- _Source text_
+ + + + + + +
1

I have measured the performance of a parallel read_pickle() execution on a Linux machine with 12 cores and Python 3.6 interpreter (code launched in JupyterLab). I simply open many pickled dataframes:

import pandas as pd

def my_read(filename):    
    df = pd.read_pickle(path + filename)
    print(filename, df.shape)
    return df.iloc[:1, :]

files = ... # array of file names of about 130 pickled 1 000 000 x 43 dataframes

Since this is an IO-bound operation rather than a CPU-bound one, I would expect the threaded solution to win over the process-based one.

However, this cell:

%%time
from multiprocessing import Pool
with Pool(10) as pool:
    pool.map(my_read, files) 

gave

CPU times: user 416 ms, sys: 267 ms, total: 683 ms
Wall time: 3min 37s

while this one:

from multiprocessing.pool import ThreadPool
with ThreadPool(10) as tpool:
    tpool.map(my_read, files)

run in

user 7min 28s, sys: 1min 58s, total: 9min 27s
 Wall time: 10min 25s

Why?

kdr
  • 93
  • 8
  • I find this intriguing, given advice I have read such as https://stackoverflow.com/questions/51828790/what-is-the-difference-between-processpoolexecutor-and-threadpoolexecutor which, as @kdr points out, suggests the opposite should be expected. – JonSG Oct 18 '21 at 13:37

0 Answers0
+ + + + + + +
[Location identification items]
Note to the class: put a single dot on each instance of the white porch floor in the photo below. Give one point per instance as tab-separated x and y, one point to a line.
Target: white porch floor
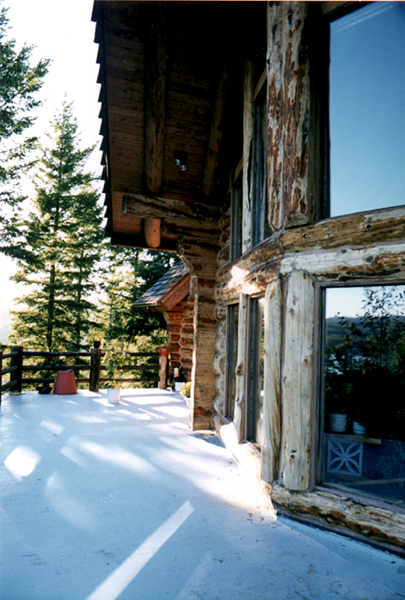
105	502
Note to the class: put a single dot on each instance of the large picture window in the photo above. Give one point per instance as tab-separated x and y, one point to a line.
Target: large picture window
363	413
258	170
366	109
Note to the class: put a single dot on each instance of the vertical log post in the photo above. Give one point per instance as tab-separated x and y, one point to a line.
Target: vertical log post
16	361
95	363
163	362
1	372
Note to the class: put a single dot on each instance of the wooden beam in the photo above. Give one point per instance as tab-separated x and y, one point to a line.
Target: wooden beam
152	232
129	240
272	382
297	382
215	137
155	105
163	208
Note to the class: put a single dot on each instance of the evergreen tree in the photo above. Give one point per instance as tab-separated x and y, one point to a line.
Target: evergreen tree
19	83
63	237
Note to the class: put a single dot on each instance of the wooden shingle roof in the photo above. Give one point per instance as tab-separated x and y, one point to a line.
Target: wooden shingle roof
168	291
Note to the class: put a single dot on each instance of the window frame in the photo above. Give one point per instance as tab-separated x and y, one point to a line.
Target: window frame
317	464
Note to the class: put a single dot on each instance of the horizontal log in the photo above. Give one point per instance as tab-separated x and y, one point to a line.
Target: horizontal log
56	367
162	208
349	263
29	353
120	380
351	230
8	385
377	523
30	380
9	369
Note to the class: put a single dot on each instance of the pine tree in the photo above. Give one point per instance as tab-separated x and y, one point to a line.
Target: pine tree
19	83
63	237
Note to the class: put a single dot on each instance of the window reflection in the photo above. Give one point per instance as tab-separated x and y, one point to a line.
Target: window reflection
364	391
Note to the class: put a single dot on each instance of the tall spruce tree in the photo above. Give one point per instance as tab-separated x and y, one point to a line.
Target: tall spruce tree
63	244
19	83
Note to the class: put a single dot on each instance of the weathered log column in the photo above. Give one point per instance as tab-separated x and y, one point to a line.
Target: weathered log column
201	259
174	320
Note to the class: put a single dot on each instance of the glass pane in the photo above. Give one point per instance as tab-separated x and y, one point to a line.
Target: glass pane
364	391
258	172
256	380
236	220
367	116
232	357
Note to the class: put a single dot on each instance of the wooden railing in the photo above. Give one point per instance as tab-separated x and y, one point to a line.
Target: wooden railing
89	361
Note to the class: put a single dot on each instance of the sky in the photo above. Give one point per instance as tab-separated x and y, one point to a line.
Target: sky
62	31
367	116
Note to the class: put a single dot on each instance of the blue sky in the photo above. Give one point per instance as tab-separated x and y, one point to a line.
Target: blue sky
62	31
367	109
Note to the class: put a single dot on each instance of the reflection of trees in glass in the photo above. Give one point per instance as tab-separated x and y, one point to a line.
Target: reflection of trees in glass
365	363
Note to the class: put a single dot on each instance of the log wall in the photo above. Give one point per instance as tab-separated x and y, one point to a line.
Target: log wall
302	254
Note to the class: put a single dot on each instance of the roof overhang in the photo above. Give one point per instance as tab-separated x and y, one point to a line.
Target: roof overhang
165	77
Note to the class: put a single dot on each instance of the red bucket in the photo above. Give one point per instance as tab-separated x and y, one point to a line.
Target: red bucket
65	383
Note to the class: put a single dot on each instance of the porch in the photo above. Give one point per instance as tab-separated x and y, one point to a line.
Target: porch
100	502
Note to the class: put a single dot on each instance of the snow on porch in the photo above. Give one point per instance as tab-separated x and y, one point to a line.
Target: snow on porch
106	502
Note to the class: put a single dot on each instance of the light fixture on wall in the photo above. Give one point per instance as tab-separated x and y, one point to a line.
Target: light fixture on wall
180	159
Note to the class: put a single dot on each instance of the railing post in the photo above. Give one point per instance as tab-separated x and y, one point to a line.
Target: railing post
164	352
95	363
17	361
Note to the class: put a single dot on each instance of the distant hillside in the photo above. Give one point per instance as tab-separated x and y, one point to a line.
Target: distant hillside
336	331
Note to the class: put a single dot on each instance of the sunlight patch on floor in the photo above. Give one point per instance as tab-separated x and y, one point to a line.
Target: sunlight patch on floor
118	456
22	462
115	584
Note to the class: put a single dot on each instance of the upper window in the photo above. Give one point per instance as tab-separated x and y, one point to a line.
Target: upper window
232	320
258	170
366	109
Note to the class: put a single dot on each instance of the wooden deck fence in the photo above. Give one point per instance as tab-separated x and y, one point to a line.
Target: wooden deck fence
83	361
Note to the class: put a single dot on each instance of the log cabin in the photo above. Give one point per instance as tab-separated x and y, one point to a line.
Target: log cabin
170	296
263	143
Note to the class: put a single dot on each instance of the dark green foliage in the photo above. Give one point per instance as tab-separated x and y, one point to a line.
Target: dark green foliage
63	243
19	83
130	273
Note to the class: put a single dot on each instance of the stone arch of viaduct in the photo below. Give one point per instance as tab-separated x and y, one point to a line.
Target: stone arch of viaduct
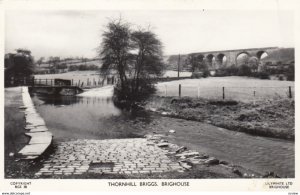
218	59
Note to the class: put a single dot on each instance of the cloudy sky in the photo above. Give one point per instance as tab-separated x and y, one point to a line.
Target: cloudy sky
78	33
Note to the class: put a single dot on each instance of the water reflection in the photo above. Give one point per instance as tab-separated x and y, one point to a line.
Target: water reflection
88	117
69	100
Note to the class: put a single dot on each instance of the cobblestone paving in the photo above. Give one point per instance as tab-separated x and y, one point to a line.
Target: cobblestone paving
113	156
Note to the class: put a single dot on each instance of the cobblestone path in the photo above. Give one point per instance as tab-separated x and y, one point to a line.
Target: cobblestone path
113	156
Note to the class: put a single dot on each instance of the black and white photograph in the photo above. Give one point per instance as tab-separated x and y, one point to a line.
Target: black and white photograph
108	94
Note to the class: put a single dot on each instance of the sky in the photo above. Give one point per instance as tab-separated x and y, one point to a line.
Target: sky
71	33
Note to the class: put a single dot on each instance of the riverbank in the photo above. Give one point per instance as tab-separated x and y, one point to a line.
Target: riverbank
15	138
274	118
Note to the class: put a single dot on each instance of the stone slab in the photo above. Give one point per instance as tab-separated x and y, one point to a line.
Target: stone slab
35	149
46	139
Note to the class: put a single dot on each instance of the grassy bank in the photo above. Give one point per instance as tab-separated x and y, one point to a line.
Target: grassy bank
274	118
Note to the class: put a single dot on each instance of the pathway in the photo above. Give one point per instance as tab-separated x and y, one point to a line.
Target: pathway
110	156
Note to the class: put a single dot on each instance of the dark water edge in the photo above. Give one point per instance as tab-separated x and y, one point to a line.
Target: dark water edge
71	117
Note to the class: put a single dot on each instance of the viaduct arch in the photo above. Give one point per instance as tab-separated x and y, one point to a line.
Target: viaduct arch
225	58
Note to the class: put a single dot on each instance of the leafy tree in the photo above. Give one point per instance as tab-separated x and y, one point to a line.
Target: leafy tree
136	56
40	61
19	65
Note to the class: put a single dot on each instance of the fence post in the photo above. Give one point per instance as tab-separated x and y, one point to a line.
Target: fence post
179	90
166	93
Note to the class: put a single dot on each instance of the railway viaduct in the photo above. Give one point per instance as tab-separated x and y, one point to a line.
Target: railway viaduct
215	60
218	59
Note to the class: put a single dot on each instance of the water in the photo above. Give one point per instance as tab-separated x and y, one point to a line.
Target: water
98	118
72	117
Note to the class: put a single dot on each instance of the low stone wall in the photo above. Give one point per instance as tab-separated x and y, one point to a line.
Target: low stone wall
41	137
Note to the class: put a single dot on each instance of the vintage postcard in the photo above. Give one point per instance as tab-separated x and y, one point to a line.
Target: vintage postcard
153	96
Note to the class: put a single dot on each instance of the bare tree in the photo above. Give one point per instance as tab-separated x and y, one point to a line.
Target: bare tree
135	55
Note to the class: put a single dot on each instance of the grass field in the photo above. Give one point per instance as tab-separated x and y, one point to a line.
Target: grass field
237	88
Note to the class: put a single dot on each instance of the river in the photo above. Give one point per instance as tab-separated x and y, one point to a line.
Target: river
98	118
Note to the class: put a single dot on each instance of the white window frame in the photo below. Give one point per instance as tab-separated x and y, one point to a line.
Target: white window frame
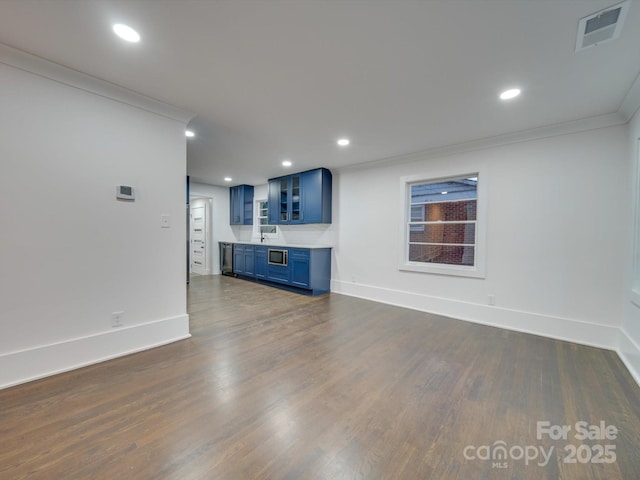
256	221
478	270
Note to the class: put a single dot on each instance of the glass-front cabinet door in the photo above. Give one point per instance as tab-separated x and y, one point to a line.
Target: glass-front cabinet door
284	200
296	209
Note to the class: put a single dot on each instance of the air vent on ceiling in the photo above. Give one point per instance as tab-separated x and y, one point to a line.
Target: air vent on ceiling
602	26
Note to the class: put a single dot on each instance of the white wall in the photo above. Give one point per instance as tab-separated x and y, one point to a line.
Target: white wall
629	347
557	212
71	254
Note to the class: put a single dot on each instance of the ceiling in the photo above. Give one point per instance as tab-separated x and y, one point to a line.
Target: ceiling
273	80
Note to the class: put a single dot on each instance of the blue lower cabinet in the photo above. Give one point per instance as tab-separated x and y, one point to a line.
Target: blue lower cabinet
260	261
308	270
249	267
300	268
278	273
243	261
238	258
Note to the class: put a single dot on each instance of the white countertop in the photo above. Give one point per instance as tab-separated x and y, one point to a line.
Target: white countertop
279	245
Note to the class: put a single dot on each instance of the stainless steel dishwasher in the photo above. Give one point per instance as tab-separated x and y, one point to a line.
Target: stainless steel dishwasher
226	258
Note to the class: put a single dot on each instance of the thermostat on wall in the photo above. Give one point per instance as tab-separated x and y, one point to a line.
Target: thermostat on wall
125	192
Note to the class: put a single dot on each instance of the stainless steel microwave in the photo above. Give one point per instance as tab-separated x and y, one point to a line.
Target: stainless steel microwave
278	256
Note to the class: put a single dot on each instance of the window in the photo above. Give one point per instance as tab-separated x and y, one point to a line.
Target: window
442	231
262	221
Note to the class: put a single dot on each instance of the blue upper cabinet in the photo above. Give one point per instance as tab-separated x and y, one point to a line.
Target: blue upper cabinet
300	198
241	205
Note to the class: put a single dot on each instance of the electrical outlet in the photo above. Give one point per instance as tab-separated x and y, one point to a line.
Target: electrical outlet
117	319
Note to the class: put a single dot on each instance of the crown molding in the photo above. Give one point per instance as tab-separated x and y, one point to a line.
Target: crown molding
73	78
631	101
566	128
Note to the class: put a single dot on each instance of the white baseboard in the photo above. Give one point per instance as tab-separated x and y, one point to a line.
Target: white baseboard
39	362
595	335
629	353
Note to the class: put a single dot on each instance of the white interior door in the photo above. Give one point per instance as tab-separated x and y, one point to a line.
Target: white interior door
198	236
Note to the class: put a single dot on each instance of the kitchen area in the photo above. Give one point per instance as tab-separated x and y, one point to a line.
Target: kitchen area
279	233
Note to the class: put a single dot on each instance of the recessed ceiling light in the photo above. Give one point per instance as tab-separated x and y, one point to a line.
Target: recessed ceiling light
126	33
509	94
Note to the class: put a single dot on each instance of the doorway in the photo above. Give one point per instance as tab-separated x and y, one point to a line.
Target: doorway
199	236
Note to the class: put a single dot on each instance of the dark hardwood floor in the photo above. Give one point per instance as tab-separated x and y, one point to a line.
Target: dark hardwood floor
275	385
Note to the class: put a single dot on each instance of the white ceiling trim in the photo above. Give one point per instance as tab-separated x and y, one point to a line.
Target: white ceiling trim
59	73
567	128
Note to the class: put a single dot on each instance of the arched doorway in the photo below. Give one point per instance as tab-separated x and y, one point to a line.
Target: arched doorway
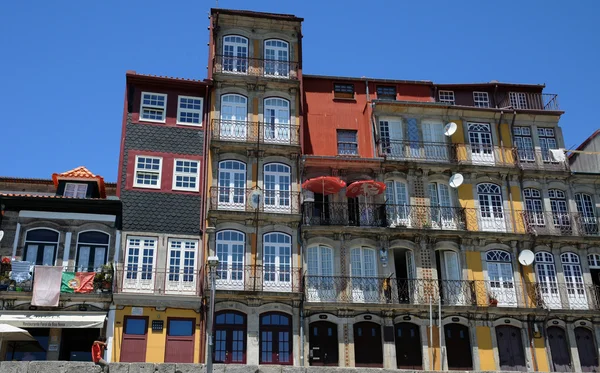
323	344
586	348
510	348
368	349
559	348
458	347
408	346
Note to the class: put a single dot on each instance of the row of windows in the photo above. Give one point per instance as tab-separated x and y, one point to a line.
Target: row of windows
148	170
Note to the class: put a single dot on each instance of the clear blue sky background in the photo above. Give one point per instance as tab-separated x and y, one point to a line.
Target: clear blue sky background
63	62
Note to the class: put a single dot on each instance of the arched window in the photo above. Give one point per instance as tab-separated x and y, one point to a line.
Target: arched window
275	338
277	261
230	337
232	185
41	246
235	54
92	250
277	58
277	186
230	248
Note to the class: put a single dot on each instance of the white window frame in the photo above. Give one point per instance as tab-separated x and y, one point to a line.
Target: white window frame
136	170
154	107
79	187
192	111
176	173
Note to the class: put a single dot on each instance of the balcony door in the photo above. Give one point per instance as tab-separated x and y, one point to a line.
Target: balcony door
230	250
277	121
232	185
277	188
547	281
139	264
277	259
363	267
480	139
234	114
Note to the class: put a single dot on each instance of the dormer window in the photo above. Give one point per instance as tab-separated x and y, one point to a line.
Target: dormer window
75	190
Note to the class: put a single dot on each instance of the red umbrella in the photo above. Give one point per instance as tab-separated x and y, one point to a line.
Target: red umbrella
365	188
324	185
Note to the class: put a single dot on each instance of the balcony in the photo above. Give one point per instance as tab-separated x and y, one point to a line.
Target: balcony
240	199
268	68
255	132
266	278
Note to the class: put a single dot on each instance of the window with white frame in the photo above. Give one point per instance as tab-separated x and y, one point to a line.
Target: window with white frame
75	190
481	99
186	174
189	110
447	96
154	107
147	172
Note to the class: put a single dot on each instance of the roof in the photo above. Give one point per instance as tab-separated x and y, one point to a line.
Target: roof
250	13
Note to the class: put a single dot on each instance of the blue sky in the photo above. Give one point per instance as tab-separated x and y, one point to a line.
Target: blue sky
63	63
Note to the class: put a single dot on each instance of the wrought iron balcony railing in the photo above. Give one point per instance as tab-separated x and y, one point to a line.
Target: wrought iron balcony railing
282	278
270	68
240	199
253	132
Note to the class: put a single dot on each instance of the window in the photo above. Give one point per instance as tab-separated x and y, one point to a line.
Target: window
189	110
347	142
447	96
75	190
341	90
481	99
154	107
386	92
185	175
92	251
40	246
147	172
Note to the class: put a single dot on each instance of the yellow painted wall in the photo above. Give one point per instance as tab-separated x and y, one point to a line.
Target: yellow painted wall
486	349
156	341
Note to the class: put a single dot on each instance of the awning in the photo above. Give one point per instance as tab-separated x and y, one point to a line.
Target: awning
26	319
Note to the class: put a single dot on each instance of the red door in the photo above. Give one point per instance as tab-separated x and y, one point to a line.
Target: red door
180	340
135	333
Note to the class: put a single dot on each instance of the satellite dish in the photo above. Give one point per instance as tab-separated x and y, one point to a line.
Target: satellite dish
255	198
456	180
450	128
526	257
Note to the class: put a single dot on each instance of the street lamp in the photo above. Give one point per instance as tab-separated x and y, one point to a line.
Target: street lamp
213	262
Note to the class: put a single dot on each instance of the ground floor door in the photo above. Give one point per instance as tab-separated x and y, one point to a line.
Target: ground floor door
559	348
368	348
586	347
510	348
458	347
408	346
323	344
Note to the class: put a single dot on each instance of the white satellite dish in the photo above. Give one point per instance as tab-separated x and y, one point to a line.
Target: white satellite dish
450	128
526	257
456	180
255	198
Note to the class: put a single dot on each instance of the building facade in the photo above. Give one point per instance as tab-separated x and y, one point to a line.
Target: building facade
158	291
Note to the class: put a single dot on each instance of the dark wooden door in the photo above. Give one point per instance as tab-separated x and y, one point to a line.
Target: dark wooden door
135	333
559	348
586	347
180	340
458	347
408	346
368	348
323	344
510	348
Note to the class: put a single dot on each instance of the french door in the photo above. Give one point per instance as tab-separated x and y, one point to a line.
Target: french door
277	259
277	120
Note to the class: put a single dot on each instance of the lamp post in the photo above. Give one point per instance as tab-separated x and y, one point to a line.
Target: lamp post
213	262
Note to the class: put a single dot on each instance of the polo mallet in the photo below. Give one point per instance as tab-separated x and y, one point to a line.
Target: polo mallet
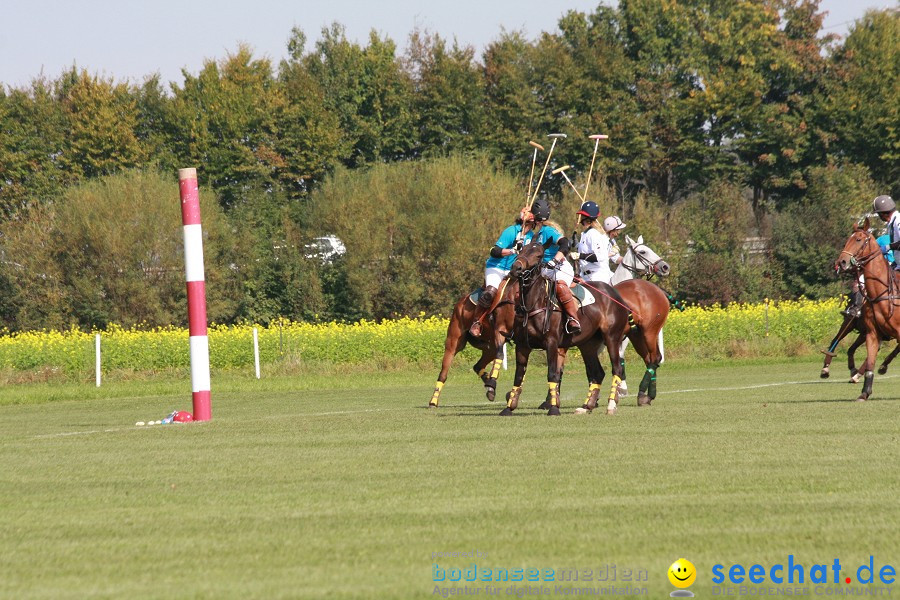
+ + + + + + +
- _Task objective_
Return the stretch of the pandas pickle-loading question that begins at the words "I have measured" and stops after "the process-based one.", copied word for word.

- _Task answer_
I have measured the performance of a parallel read_pickle() execution on a Linux machine with 12 cores and Python 3.6 interpreter (code launched in JupyterLab). I simply open many pickled dataframes:

import pandas as pd

def my_read(filename):    
    df = pd.read_pickle(path + filename)
    print(filename, df.shape)
    return df.iloc[:1, :]

files = ... # array of file names of about 130 pickled 1 000 000 x 43 dataframes

Since this is an IO-bound operation rather than a CPU-bound one, I would expect the threaded solution to win over the process-based one.